EXTRAIT DU TEXTE:
....

Il conseille donc à chaque organisme de dresser l'inventaire des marques, brevets et savoir-faire possédés. Ces informations serviront de base aux accords de confidentialité les plus à même de protéger les partenaires du projet. "L'idée, insiste Marc Levieils, est d'assurer à chacun un retour sur investissement."
(1) Étude réalisée par Manutan et le cabinet Bluenove en mai 2014.
Témoignage
"Les produits sont plus adaptés aux demandes et aux usages"
Paul Malignac, directeur général d'Espace Loggia Expansion
Depuis décembre 2013, Espace Loggia, concepteur et fabricant de mobilier "gain de place", édite des meubles en open source et propose aux internautes de télécharger leurs plans gratuitement sur son site internet. Six produits sont déjà disponibles - table, banc, chaise, miroir, tabouret, mange debout - et la liste devrait continuer à s'allonger. "Nous misons sur le potentiel créatif de la communauté, détaille Paul Malignac, le directeur général. La finalité de l'open source est d'améliorer notre offre, de la rendre plus adaptée aux demandes et aux usages."

....

DONNÉES DE TRAVAIL:
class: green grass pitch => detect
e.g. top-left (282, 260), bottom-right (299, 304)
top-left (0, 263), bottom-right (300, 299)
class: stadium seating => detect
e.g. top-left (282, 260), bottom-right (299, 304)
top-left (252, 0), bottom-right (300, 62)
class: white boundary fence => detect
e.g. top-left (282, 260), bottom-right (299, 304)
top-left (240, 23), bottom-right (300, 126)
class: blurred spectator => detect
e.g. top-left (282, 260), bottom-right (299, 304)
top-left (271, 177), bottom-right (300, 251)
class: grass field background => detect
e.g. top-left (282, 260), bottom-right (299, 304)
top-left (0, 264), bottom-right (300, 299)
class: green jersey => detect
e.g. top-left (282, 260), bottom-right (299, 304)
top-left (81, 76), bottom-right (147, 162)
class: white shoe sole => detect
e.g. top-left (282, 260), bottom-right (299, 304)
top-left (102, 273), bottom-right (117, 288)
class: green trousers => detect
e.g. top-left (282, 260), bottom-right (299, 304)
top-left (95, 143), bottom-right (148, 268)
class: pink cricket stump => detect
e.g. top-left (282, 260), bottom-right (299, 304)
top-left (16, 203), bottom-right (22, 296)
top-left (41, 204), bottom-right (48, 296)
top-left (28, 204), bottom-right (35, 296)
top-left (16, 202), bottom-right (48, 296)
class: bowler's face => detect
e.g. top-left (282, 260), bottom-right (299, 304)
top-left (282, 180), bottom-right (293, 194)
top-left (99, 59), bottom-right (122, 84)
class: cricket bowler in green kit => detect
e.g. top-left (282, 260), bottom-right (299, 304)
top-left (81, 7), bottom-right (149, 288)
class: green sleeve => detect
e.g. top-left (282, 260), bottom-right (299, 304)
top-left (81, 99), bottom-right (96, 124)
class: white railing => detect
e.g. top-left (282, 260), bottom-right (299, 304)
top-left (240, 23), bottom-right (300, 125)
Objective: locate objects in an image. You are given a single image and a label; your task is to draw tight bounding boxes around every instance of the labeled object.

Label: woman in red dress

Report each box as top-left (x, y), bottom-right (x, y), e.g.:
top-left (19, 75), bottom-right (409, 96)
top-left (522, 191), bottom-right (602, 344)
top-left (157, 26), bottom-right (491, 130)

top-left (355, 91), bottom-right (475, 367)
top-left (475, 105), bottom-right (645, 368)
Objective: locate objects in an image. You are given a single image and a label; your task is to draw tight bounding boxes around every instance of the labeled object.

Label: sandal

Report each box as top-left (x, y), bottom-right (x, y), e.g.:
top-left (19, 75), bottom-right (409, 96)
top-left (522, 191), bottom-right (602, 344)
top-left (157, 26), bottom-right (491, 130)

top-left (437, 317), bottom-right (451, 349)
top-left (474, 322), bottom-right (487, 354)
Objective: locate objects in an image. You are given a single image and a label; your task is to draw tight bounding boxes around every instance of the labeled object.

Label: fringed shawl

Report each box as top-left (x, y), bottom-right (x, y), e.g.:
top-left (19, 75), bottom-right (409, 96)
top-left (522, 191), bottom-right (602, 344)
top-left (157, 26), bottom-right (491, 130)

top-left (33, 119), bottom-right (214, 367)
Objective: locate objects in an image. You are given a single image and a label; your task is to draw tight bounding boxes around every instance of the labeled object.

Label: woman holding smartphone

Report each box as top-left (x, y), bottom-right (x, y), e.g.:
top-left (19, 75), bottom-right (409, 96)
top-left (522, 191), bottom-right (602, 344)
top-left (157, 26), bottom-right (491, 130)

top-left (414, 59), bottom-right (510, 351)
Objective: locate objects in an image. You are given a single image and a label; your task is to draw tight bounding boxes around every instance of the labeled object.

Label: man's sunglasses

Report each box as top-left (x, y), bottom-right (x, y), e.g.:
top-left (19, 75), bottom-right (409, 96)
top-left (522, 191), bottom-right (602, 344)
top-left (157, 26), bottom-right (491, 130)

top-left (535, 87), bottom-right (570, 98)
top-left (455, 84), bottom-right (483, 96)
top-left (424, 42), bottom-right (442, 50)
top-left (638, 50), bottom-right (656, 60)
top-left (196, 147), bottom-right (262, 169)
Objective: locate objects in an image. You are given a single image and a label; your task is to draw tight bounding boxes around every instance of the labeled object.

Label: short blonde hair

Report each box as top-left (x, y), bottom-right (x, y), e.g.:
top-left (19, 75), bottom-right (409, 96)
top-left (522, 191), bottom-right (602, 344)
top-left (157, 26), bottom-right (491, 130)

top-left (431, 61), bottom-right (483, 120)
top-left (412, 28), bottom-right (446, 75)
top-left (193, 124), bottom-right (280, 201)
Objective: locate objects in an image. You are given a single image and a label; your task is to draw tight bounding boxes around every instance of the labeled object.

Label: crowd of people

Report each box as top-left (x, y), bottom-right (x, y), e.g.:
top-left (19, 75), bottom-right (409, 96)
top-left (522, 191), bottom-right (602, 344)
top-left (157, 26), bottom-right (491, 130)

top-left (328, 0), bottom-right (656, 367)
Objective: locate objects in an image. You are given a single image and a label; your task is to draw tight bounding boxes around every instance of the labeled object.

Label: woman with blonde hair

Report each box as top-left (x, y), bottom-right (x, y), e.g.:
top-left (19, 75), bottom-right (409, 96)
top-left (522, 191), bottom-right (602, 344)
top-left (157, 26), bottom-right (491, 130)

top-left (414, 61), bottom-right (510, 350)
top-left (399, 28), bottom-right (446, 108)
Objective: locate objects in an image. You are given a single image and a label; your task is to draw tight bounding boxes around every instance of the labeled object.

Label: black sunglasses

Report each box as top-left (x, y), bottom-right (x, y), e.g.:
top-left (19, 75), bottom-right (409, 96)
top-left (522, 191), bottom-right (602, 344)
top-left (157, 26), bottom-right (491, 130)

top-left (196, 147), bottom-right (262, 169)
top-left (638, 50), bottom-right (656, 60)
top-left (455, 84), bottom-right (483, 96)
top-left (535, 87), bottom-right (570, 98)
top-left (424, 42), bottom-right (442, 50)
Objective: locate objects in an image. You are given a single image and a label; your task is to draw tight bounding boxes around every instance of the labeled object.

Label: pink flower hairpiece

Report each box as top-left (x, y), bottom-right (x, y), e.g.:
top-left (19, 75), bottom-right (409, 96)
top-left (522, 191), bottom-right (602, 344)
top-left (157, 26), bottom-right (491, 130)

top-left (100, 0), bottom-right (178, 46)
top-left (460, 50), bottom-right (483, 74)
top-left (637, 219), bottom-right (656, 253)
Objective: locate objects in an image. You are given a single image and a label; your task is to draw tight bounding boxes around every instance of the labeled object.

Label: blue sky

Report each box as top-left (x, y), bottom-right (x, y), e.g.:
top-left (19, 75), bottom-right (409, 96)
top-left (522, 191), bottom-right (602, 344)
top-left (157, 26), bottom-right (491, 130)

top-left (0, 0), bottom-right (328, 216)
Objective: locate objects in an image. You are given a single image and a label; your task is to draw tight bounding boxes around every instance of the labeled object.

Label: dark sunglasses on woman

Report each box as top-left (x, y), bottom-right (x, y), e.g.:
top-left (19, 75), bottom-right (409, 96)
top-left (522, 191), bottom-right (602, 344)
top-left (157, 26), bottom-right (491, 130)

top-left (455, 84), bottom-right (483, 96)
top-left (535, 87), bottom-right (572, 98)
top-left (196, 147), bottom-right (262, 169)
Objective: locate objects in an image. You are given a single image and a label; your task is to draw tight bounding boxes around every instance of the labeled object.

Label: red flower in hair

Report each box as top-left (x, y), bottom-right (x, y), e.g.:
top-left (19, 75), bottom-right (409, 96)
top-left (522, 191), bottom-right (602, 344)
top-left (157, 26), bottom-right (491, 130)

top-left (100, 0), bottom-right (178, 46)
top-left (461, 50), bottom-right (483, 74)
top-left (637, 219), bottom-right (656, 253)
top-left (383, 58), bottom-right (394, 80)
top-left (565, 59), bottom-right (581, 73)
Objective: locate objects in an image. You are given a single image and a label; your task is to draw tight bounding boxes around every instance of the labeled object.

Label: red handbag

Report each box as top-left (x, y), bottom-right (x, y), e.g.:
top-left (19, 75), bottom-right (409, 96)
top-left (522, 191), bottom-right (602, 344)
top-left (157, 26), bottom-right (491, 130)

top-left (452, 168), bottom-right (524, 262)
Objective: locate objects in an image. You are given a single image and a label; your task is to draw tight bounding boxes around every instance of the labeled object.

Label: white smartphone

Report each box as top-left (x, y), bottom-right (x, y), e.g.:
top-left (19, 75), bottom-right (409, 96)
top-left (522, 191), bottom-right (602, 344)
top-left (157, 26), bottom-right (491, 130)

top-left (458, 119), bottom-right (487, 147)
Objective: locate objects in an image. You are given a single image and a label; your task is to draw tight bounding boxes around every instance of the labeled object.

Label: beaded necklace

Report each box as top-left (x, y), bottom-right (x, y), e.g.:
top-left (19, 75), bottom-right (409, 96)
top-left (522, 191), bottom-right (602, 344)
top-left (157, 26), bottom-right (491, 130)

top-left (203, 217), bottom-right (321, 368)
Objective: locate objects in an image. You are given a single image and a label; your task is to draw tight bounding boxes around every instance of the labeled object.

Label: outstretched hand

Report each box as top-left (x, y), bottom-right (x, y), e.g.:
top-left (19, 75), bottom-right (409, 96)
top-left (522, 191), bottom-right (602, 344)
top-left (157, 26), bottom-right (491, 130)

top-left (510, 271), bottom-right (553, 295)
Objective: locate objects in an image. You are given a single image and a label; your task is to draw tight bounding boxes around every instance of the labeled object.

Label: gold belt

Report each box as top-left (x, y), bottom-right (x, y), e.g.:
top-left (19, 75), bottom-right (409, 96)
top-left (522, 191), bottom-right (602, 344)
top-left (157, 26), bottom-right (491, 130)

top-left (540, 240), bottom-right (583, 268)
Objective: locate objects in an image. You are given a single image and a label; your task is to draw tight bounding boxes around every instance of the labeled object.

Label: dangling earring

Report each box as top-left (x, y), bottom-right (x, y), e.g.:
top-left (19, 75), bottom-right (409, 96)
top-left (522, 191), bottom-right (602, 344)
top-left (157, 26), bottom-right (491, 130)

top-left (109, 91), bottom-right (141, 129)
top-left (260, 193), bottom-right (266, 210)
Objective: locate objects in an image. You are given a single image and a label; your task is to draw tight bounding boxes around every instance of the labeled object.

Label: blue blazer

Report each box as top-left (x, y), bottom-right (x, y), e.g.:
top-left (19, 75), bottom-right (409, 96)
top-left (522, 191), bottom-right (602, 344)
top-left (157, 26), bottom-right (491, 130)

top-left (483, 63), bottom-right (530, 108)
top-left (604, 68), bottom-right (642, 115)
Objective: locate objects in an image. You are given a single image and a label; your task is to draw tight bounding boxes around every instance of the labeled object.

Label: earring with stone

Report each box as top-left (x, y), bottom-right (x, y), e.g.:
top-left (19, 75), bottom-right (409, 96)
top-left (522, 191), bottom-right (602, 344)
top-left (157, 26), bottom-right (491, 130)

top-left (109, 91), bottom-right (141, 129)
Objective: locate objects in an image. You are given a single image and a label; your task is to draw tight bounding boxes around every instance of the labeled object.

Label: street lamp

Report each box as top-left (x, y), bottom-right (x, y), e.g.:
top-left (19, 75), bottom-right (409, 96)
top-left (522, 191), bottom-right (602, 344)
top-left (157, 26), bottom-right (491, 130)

....

CONSIGNES:
[A] Recopiez à l'identique, du premier au dernier mot, l'extrait sur l'open source et le partage des savoir-faire entre entreprises.
[B] Renvoyez sans rien changer les lignes des enregistrements, en partant de la toute première et en allant jusqu'à la ligne qui contient « top-left (81, 7), bottom-right (149, 288) », ces deux lignes comprises.
Le texte et les enregistrements n'ont aucun lien entre eux.

RÉPONSES DÉTAILLÉES:
[A]
Il conseille donc à chaque organisme de dresser l'inventaire des marques, brevets et savoir-faire possédés. Ces informations serviront de base aux accords de confidentialité les plus à même de protéger les partenaires du projet. "L'idée, insiste Marc Levieils, est d'assurer à chacun un retour sur investissement."
(1) Étude réalisée par Manutan et le cabinet Bluenove en mai 2014.
Témoignage
"Les produits sont plus adaptés aux demandes et aux usages"
Paul Malignac, directeur général d'Espace Loggia Expansion
Depuis décembre 2013, Espace Loggia, concepteur et fabricant de mobilier "gain de place", édite des meubles en open source et propose aux internautes de télécharger leurs plans gratuitement sur son site internet. Six produits sont déjà disponibles - table, banc, chaise, miroir, tabouret, mange debout - et la liste devrait continuer à s'allonger. "Nous misons sur le potentiel créatif de la communauté, détaille Paul Malignac, le directeur général. La finalité de l'open source est d'améliorer notre offre, de la rendre plus adaptée aux demandes et aux usages."

[B]
class: green grass pitch => detect
e.g. top-left (282, 260), bottom-right (299, 304)
top-left (0, 263), bottom-right (300, 299)
class: stadium seating => detect
e.g. top-left (282, 260), bottom-right (299, 304)
top-left (252, 0), bottom-right (300, 62)
class: white boundary fence => detect
e.g. top-left (282, 260), bottom-right (299, 304)
top-left (240, 23), bottom-right (300, 126)
class: blurred spectator => detect
e.g. top-left (282, 260), bottom-right (299, 304)
top-left (271, 177), bottom-right (300, 251)
class: grass field background => detect
e.g. top-left (282, 260), bottom-right (299, 304)
top-left (0, 264), bottom-right (300, 299)
class: green jersey => detect
e.g. top-left (282, 260), bottom-right (299, 304)
top-left (81, 76), bottom-right (147, 162)
class: white shoe sole => detect
e.g. top-left (282, 260), bottom-right (299, 304)
top-left (102, 273), bottom-right (117, 288)
class: green trousers => detect
e.g. top-left (282, 260), bottom-right (299, 304)
top-left (95, 143), bottom-right (148, 268)
class: pink cricket stump => detect
e.g. top-left (282, 260), bottom-right (299, 304)
top-left (16, 203), bottom-right (22, 296)
top-left (41, 204), bottom-right (48, 296)
top-left (28, 204), bottom-right (35, 296)
top-left (16, 202), bottom-right (48, 296)
class: bowler's face => detect
e.g. top-left (282, 260), bottom-right (299, 304)
top-left (282, 180), bottom-right (293, 194)
top-left (99, 59), bottom-right (122, 84)
class: cricket bowler in green kit => detect
e.g. top-left (282, 260), bottom-right (299, 304)
top-left (81, 7), bottom-right (149, 288)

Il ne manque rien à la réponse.